Page text =>
-- Begin --
Chapter 3: Mechanics of Bitcoin
This chapter is about the mechanics of Bitcoin. Whereas in the first two chapters, we’ve talked at a relatively high level, now we’re going to delve into detail. We’ll look at real data structures, real scripts, and try to learn the details and language of Bitcoin in a precise way to set up everything that we want to talk about in the rest of this book. This chapter will be challenging because a lot of details will be flying at you. You’ll learn the specifics and the quirks that make Bitcoin what it is.
To recap where we left off last time, the Bitcoin consensus mechanism gives us an append-only ledger, a data structure that we can only write to. Once data is written to it, it’s there forever. There’s a decentralized protocol for establishing consensus about the value of that ledger, and there are miners who perform that protocol and validate transactions. Together they make sure that transactions are well formed, that they aren’t already spent, and that the ledger and network can function as a currency. At the same time, we assumed that a currency existed to motivate these miners. In this chapter we’ll look at the details of how we actually build that currency, to motivate the miners that make this whole process happen.
3.1 Bitcoin transactions
Let’s start with transactions, Bitcoin’s fundamental building block. We’re going to use a simplified model of a ledger for the moment. Instead of blocks, let’s suppose individual transactions are added to the ledger one at a time.
Figure 3.1 an account-based ledger
How can we build a currency on top of such a ledger? The first model you might think of, which is actually the mental model many people have for how Bitcoin works, is that you have an account-based system. You can add some transactions that create new coins and credit them to somebody. And then later you can transfer them. A transaction would say something like “we’re moving 17 coins from Alice to Bob”, and it will be signed by Alice. That’s all the information about the transaction that’s contained in the ledger. In Figure 3.1, after Alice receives 25 coins in the first transaction and then transfers 17 coins to Bob in the second, she’d have 8 Bitcoins left in her account.
The downside to this way of doing things is that anyone who wants to determine if a transaction is valid will have to keep track of these account balances. Take another look at Figure 3.1. Does Alice have the 15 coins that she’s trying to transfer to David? To figure this out, you’d have to look backwards in time forever to see every transaction affecting Alice, and whether or not her net balance at the time that she tries to transfer 15 coins to David is greater than 15 coins. Of course we can make this a little bit more efficient with some data structures that track Alice’s balance after each transaction. But that’s going to require a lot of extra housekeeping besides the ledger itself.
Because of these downsides, Bitcoin doesn’t use an account-based model. Instead, Bitcoin uses a ledger that just keeps track of transactions similar to ScroogeCoin in Chapter 1.
Figure 3.2 a transaction-based ledger, which is very close to Bitcoin
Transactions specify a number of inputs and a number of outputs (recall PayCoins in ScroogeCoin). You can think of the inputs as coins being consumed (created in a previous transaction) and the outputs as coins being created. For transactions in which new currency is being minted, there are no coins being consumed (recall CreateCoins in ScroogeCoin). Each transaction has a unique identifier. Outputs are indexed beginning with 0, so we will refer to the first output as “output 0”.
-- End --
What this exercise asks =>
1: Copy the passage of the Bitcoin mechanics chapter starting with "Figure 3.1 an" and going on through "in her account.".
2: Using the Bitcoin mechanics chapter, explain in one to three sentences why Bitcoin does not use an account-based model.

Dataset content =>
-- Begin --
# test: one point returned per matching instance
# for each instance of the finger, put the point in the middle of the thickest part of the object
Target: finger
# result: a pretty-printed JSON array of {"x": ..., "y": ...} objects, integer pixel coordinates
-- End --
Solutions by task =>
1:
Figure 3.1 an account-based ledger
How can we build a currency on top of such a ledger? The first model you might think of, which is actually the mental model many people have for how Bitcoin works, is that you have an account-based system. You can add some transactions that create new coins and credit them to somebody. And then later you can transfer them. A transaction would say something like “we’re moving 17 coins from Alice to Bob”, and it will be signed by Alice. That’s all the information about the transaction that’s contained in the ledger. In Figure 3.1, after Alice receives 25 coins in the first transaction and then transfers 17 coins to Bob in the second, she’d have 8 Bitcoins left in her account.

2: In an account-based model, anyone checking whether a transaction is valid has to keep track of account balances, which means looking back through every transaction affecting the sender to confirm that the sender's balance covers the amount. Data structures that track balances could make this more efficient, but they would require a lot of extra housekeeping besides the ledger itself.